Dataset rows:
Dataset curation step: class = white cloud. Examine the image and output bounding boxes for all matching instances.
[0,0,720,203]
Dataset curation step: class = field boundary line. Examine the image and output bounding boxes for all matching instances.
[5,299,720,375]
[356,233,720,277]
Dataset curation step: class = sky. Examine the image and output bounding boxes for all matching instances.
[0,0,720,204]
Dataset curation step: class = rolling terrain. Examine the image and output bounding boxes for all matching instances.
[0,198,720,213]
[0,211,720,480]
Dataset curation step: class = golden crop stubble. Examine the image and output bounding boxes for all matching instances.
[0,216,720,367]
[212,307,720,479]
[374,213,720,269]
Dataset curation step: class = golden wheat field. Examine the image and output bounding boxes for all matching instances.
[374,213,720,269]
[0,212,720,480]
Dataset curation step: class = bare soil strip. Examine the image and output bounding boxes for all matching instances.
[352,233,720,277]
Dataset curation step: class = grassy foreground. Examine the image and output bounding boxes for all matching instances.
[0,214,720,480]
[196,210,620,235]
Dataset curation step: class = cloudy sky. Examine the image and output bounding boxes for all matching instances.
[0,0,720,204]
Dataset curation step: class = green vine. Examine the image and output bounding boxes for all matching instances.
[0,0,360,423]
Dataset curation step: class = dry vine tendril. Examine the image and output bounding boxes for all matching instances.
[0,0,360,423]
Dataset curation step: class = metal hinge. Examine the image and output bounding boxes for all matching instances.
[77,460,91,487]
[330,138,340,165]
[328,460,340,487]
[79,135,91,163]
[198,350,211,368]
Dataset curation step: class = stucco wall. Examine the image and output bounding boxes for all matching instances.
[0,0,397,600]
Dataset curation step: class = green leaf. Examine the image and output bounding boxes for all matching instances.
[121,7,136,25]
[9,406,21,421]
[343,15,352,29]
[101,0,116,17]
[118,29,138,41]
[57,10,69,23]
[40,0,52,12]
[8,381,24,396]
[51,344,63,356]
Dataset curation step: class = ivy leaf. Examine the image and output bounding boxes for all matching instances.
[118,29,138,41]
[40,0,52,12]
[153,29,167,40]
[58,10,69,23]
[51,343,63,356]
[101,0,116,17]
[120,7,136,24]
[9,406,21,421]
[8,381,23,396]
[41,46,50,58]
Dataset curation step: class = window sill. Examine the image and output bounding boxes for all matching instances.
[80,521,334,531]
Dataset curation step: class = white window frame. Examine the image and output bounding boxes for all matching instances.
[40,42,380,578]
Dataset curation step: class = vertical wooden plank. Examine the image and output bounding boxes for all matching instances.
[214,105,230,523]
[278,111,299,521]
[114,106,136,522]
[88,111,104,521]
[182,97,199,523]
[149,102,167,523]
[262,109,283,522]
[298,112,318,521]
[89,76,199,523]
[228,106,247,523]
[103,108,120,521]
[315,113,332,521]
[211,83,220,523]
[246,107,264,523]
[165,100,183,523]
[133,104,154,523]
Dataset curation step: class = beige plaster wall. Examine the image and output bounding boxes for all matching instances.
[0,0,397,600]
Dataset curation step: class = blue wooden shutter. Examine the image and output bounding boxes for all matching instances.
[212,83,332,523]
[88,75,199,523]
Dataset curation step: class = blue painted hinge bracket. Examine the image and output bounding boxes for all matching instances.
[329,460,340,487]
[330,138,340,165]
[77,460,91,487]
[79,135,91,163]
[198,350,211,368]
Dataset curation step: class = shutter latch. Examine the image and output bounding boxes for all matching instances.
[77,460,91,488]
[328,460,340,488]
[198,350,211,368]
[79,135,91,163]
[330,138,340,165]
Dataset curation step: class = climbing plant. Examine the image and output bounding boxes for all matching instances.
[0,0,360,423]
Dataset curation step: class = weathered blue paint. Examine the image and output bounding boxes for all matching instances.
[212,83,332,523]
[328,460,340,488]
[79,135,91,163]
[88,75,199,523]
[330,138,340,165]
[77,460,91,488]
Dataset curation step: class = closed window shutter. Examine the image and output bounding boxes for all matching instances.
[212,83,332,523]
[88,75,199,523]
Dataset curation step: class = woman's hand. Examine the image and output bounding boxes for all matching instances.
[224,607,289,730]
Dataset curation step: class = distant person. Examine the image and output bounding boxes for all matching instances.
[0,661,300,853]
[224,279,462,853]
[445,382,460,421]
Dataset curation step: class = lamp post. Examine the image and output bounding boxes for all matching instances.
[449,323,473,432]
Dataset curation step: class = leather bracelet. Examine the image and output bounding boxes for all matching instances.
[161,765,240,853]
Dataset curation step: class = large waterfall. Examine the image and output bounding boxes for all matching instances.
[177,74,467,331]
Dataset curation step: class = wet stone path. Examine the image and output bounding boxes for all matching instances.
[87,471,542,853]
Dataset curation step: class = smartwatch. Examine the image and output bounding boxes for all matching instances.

▶ Exercise instructions: Copy out every line of the material above, character for character, with no changes.

▶ Solution:
Dataset curation step: class = white cloud. Examine the image and output bounding boxes for all matching instances.
[0,0,720,203]
Dataset curation step: class = field boundary line. Examine the image and output bounding boxes for all matching instances.
[5,299,720,375]
[356,233,720,277]
Dataset curation step: class = sky. Examine the image and output bounding boxes for all matching instances.
[0,0,720,204]
Dataset curation step: class = rolling terrain. Examine the image and output bounding boxes for all matching instances.
[0,198,720,213]
[0,211,720,480]
Dataset curation step: class = golden crop stubble. Examine the image and output bounding boxes for all matching instances.
[0,216,720,367]
[212,307,720,479]
[374,213,720,269]
Dataset curation step: class = golden wheat field. Examine the image and output bounding boxes for all matching instances.
[374,213,720,269]
[0,212,720,480]
Dataset curation step: class = bare soil strip. Examine the image and output bounding boxes for all matching instances.
[352,233,720,277]
Dataset curation step: class = grassy foreground. Examine the image and output bounding boxes for all matching instances.
[0,214,720,480]
[196,210,620,235]
Dataset curation step: class = cloudy sky. Examine the image and output bounding boxes for all matching instances.
[0,0,720,204]
Dataset curation step: class = green vine. Examine the image and output bounding boxes for all matching instances.
[0,0,360,423]
Dataset curation step: class = dry vine tendril. Examine the image and output bounding boxes for all matching instances.
[0,0,360,423]
Dataset curation step: class = metal hinge. Examine the image and output bounding boxes for all matching instances.
[77,460,91,487]
[330,138,340,165]
[328,460,340,487]
[79,135,91,163]
[198,350,211,368]
Dataset curation step: class = stucco wall. Examine the image and output bounding boxes for all matching instances.
[0,0,397,600]
Dataset curation step: class = green leaf. Examine the image and output bounding boxes for all matching instances.
[121,7,136,25]
[9,406,21,421]
[343,15,352,29]
[101,0,116,17]
[118,29,138,41]
[57,10,69,23]
[40,0,52,12]
[8,381,24,396]
[51,344,63,356]
Dataset curation step: class = ivy leaf. Examine the image and output bounding boxes for all matching instances.
[118,29,138,41]
[40,0,52,12]
[153,29,167,40]
[58,10,69,23]
[51,343,63,356]
[101,0,116,17]
[120,7,136,24]
[9,406,21,421]
[8,381,23,396]
[41,46,50,58]
Dataset curation step: class = window sill. Examine the image and output bounding boxes for all matching instances.
[80,521,334,531]
Dataset curation step: class = white window frame. Examine the image and output bounding boxes for all matching instances.
[40,42,380,578]
Dataset curation step: class = vertical wooden plank. Examine the image and output bounding boxes for all matching instances.
[214,105,230,523]
[278,111,299,521]
[114,106,136,522]
[88,111,104,521]
[182,97,199,523]
[149,102,167,523]
[262,109,283,522]
[298,112,318,521]
[89,76,199,523]
[228,106,247,523]
[103,108,120,521]
[315,113,332,521]
[211,83,220,523]
[246,107,264,523]
[165,100,183,523]
[133,104,154,523]
Dataset curation step: class = beige plaster wall. Examine the image and output bounding boxes for all matching instances.
[0,0,397,600]
Dataset curation step: class = blue wooden shutter. Examine the image and output bounding boxes for all matching instances.
[212,83,332,523]
[88,75,199,523]
Dataset curation step: class = blue painted hinge bracket. Examine the image and output bounding boxes for all matching instances.
[329,460,340,487]
[330,138,340,165]
[77,460,91,487]
[79,135,91,163]
[198,350,211,368]
Dataset curation step: class = shutter latch. Examine the image and output bounding boxes for all matching instances.
[77,460,91,488]
[328,460,340,488]
[198,350,211,368]
[79,135,91,163]
[330,138,340,165]
Dataset curation step: class = climbing plant. Examine the image and output bounding boxes for all matching instances.
[0,0,360,423]
Dataset curation step: class = weathered blue paint. Examine the image and output bounding boxes for all matching instances.
[212,83,332,523]
[328,460,340,488]
[79,135,91,163]
[88,75,199,523]
[330,138,340,165]
[77,460,91,488]
Dataset curation step: class = closed window shutter. Examine the image and output bounding boxes for all matching instances.
[212,83,332,523]
[88,75,199,523]
Dataset curation step: class = woman's hand. Examine the image and output bounding boxes for all matching instances.
[224,607,289,730]
Dataset curation step: class = distant person. Examine the image and output bounding boxes for all matching instances.
[0,661,300,853]
[224,279,462,853]
[445,382,460,421]
Dataset curation step: class = lamp post. Examine the image and output bounding boxes for all matching instances.
[449,323,473,432]
Dataset curation step: class = leather bracelet. Examine the image and output bounding boxes for all matching instances.
[161,765,240,853]
Dataset curation step: class = large waterfall. Examine the image and output bounding boxes for all matching instances.
[177,74,467,331]
Dataset curation step: class = wet stone path. Examine the image and output bounding boxes for all matching instances.
[87,471,542,853]
Dataset curation step: class = smartwatch. Examine the image and output bounding boxes for all matching instances.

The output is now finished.